▸ **Task list**:
1) Translate this sentence from the post on colonialism into Spanish: "I couldn't believe what I was hearing."
2) Continue the post on colonialism from its last sentence.

▸ **Source document**:
* * *

Saturday, September 7, 2013

A Pearl of Great Price

"I am astonished that you are so quickly deserting the one who called you in the grace of Christ and are turning to a different gospel—  not that there is another gospel, but there are some who are confusing you and want to pervert the gospel of Christ." —Galatians 1:6-7

I once spoke with a white pastor who claimed that colonialism wasn't all bad.  After all, it introduced him to Africa.

He explained, "I grew up in a racist home.  I didn't know that the N-word was a bad word until I was in college.  So when I left the denomination of my youth and later joined my current denomination something amazing happened.  The church appointed an African leader to oversee my work.  So now, I, a southern white boy who learned to be racist, am accountable to an African, who I must call regularly, for guidance and discipleship.  Without colonialism that wouldn't be possible."

I looked away keeping silent for a few moments while I collected my thoughts.  I couldn't believe what I was hearing.  I wanted to take care with my words, because we were at a gathering where others were listening.  I was incensed, but I knew that he was very sincere in both his confession that he was a recovering racist and that he was grateful for the presence of African authority in his life.  He had just shared with me a precious gift of self-disclosure a truth in which he found personal redemption.  But it was not his personal narrative that bothered me as much as did the cosmic significance he was ascribing to it.

* * *

▸ **Extracted records**:
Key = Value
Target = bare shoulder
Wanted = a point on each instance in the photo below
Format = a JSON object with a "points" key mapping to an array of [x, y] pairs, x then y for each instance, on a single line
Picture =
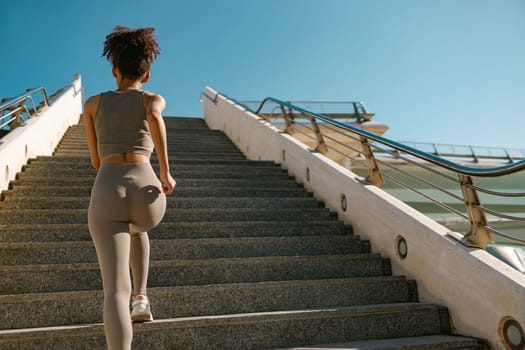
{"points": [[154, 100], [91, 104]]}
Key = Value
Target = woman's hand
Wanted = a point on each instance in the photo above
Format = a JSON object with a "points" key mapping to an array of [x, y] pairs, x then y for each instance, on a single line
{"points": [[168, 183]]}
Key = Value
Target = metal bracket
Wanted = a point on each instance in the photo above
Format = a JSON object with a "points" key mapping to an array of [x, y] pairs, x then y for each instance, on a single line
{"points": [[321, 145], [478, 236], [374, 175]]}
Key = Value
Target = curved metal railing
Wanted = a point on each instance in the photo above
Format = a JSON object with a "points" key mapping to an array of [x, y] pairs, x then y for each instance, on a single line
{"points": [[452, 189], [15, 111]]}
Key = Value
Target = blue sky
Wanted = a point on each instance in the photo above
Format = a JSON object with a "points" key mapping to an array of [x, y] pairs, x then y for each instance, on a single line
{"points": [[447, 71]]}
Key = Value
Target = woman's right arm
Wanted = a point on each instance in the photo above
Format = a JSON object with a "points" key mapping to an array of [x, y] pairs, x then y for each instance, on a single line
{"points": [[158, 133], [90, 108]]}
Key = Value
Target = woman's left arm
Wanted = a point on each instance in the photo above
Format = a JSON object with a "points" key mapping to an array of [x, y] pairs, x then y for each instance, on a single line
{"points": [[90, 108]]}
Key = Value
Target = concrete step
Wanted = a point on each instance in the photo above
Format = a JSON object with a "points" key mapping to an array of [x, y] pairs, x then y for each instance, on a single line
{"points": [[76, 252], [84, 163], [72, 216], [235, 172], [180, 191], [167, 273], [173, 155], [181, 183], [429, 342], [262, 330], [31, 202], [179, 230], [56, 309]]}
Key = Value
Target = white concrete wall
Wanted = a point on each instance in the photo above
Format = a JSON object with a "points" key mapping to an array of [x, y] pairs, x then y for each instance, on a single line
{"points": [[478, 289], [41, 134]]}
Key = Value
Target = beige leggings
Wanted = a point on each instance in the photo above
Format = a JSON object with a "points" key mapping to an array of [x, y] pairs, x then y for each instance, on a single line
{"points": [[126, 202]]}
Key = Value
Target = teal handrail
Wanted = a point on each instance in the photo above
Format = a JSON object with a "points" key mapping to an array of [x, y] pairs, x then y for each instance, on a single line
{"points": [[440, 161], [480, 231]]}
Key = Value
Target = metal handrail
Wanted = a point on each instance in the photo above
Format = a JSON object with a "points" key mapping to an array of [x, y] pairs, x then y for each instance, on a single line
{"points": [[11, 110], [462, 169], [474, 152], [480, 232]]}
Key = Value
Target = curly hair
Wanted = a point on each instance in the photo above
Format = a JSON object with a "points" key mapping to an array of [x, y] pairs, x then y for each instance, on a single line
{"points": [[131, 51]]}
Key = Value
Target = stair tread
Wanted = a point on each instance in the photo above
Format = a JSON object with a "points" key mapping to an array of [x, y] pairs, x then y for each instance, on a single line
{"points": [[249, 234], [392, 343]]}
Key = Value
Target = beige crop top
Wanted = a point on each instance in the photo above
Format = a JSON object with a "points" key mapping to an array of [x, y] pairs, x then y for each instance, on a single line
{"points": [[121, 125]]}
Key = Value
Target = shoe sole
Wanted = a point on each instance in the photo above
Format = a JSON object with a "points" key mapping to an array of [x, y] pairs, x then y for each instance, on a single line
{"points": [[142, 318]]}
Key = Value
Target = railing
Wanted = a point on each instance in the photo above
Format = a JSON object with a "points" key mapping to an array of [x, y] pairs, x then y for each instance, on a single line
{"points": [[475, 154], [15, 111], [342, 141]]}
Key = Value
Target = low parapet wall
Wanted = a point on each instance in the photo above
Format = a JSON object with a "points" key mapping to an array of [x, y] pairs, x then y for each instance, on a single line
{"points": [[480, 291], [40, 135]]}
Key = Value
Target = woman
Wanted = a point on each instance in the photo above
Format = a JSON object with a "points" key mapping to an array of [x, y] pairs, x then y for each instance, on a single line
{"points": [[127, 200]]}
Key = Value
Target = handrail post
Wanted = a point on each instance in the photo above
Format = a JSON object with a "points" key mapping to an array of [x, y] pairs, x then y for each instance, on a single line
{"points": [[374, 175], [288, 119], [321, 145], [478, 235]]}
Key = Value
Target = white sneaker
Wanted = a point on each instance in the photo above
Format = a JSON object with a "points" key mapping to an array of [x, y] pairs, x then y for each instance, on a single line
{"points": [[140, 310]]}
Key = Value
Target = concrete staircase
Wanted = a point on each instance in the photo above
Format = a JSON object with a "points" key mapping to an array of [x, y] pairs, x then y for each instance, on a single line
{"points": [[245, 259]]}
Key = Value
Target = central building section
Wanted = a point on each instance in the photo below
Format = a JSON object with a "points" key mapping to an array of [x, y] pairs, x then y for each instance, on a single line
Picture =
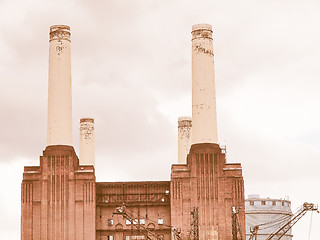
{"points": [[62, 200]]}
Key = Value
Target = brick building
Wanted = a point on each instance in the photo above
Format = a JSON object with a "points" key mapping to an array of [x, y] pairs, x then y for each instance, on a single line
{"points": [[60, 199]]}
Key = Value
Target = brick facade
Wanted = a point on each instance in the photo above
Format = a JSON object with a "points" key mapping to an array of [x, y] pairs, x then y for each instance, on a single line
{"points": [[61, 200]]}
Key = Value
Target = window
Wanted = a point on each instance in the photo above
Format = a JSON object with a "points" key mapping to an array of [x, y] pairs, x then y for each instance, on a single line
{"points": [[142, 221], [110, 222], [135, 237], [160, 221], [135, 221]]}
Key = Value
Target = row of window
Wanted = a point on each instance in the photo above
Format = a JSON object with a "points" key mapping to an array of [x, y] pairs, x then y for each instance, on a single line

* * *

▸ **Answers for this exercise**:
1) No podía creer lo que estaba oyendo.

2)
In essence, he was trying to persuade me that his journey towards personal redemption was worth the world-wide devastation that colonialism wrought.  His comments forced me to wrestle with these questions:  How much was the gospel worth?  Was it worth the European "scramble for Africa" which subjugated people from the Cape of Good Hope to the Ivory Coast?  Was it worth the violent destruction of family systems and cultures who were told that in order to be saved they must achieve some measure of European civilization?

I've been confronted with such questions before in different contexts.  In my study of  Christian missions, I have read from missionaries who espouse riding on the coat-tails of U.S. imperialism in order to gain access to people who have yet to hear their version of the "good news."  I have met missionaries who champion the idea that they have "civilized" impoverished people of color.  I have engaged mission agencies that recognize the reality that many of the people and programs they support propagate white supremacist attitudes and actions.  Yet, they maintain that they must continue for two reasons:  The Church must be in mission and the mission trips they support significantly enhance discipleship.  As I've stated elsewhere, there can be no doubt that mission is vital to the life of the Body of Christ.  Without mission, the Church cannot hope to abide in God as God's Spirit moves throughout the world creating a Church in the Spirit's wake.  But I am concerned that too many white U.S. Christians believe that to become the people that they desire to be, they must immerse themselves in foreign cultural situations that provide them with opportunities for service and knowledge, regardless of the cost.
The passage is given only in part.